** BEGIN ITEMS **
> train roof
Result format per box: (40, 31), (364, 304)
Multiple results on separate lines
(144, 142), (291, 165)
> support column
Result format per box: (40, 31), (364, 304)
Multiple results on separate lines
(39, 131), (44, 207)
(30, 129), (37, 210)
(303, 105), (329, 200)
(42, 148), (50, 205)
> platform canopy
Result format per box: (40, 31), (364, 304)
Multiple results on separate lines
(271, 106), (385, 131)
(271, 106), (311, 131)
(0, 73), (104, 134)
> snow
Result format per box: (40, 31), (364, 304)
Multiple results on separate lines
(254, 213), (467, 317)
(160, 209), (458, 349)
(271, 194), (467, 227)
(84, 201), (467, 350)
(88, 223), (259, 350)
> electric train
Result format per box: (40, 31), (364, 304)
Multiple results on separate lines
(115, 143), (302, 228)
** END ITEMS **
** BEGIN ITEMS **
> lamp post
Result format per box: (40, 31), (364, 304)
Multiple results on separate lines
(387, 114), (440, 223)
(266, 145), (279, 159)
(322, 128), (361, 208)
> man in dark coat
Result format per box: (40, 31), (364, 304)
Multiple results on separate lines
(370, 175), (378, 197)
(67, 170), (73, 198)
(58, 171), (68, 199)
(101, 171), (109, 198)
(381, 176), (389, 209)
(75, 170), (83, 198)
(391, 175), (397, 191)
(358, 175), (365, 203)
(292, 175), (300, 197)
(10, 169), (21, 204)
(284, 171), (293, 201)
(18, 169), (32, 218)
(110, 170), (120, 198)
** END ITEMS **
_PROBLEM REQUIREMENTS_. Copy out the rows from the line with "in dark coat" up to and including the line with "(110, 170), (120, 198)", keeping them unchanged.

_SOLUTION TO THIS EXERCISE_.
> man in dark coat
Result format per box: (40, 31), (364, 304)
Multiple results on separate lines
(370, 175), (378, 197)
(67, 170), (73, 198)
(58, 171), (68, 199)
(101, 171), (109, 198)
(381, 176), (389, 209)
(75, 170), (83, 198)
(391, 175), (397, 191)
(358, 175), (365, 203)
(292, 175), (300, 197)
(10, 169), (21, 204)
(284, 171), (293, 201)
(18, 169), (32, 218)
(110, 170), (120, 198)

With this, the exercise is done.